» **Excerpt to read**:
The Israeli startup’s surgical device finds life-threatening conditions.
By Yakir Benzion, United With Israel
The U.S. Food and Drug Administration has awarded an Israeli company the elite status of “FDA Breakthrough Designation” for developing a new system for the early detection of ‘anastomotic leaks’ – the most life-threatening complication from gastrointestinal surgery, Exero Medical reported Tuesday.
The National Institutes of Health says “Anastomotic leaks are among the most dreaded complications after colorectal surgery,” which tens of thousands of Americans undergo each year. When the intestines are sewn back together, the closure must be 100 percent, as any leakage can lead to fatal infections.
Founded in 2018, Exero Medical created a patent-pending implantable biodegradable wireless sensor designed to continuously monitor the GI tract near the surgical site, alerting physicians to potential anastomotic leakage after an operation. The system prevents complications by warning physicians of a potential leak, enabling early intervention.
The company discovered an added benefit because their device can also identify proper tissue healing that enables a healthy patient to be discharged earlier.
“In the realm of early detection of anastomotic leaks, there is currently no [other] technology that offers clinicians insights on the state of a patient’s internal tissue healing following resection surgery in the GI [tract],” said Exero Medical CEO, Erez Shor. “The time needed today to obtain definitive diagnosis of a leak often puts the patient in a critical state of health.”
“Alternatively, some surgeons order invasive interventions as a precautionary step, putting patients through often-unnecessary additional procedures,” Shor added. “Our system is designed to provide clinicians the needed data on tissue healing well before a patient reaches a catastrophic situation, enabling more precise and effective intervention, minimizing complications and potentially saving lives.”
Exero Medical demonstrated to the FDA that its smart sensor for the early detection of the potentially lethal leakage following GI surgery not only works, but also “represents a breakthrough that may demonstrate substantial improvement over any available solution.”
The FDA scrutinized the company’s pre-clinical data from its animal studies as well as clinical data collected in the first in-human feasibility trial conducted at Rabin Medical Center in Tel Aviv.
“We are thrilled to work with the FDA to optimize our regulatory process. I expect the rapid interaction with FDA will reduce our time to market,” said Shor.

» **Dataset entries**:

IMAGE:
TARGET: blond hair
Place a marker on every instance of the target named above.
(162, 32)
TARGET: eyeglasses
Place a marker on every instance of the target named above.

» **Activity**: Translate into Spanish this sentence from the article about Exero Medical's sensor: "The company discovered an added benefit because their device can also identify proper tissue healing that enables a healthy patient to be discharged earlier."

» **Written solution**: La empresa descubrió un beneficio adicional, ya que su dispositivo también puede identificar la cicatrización adecuada del tejido, lo que permite dar de alta antes a un paciente sano.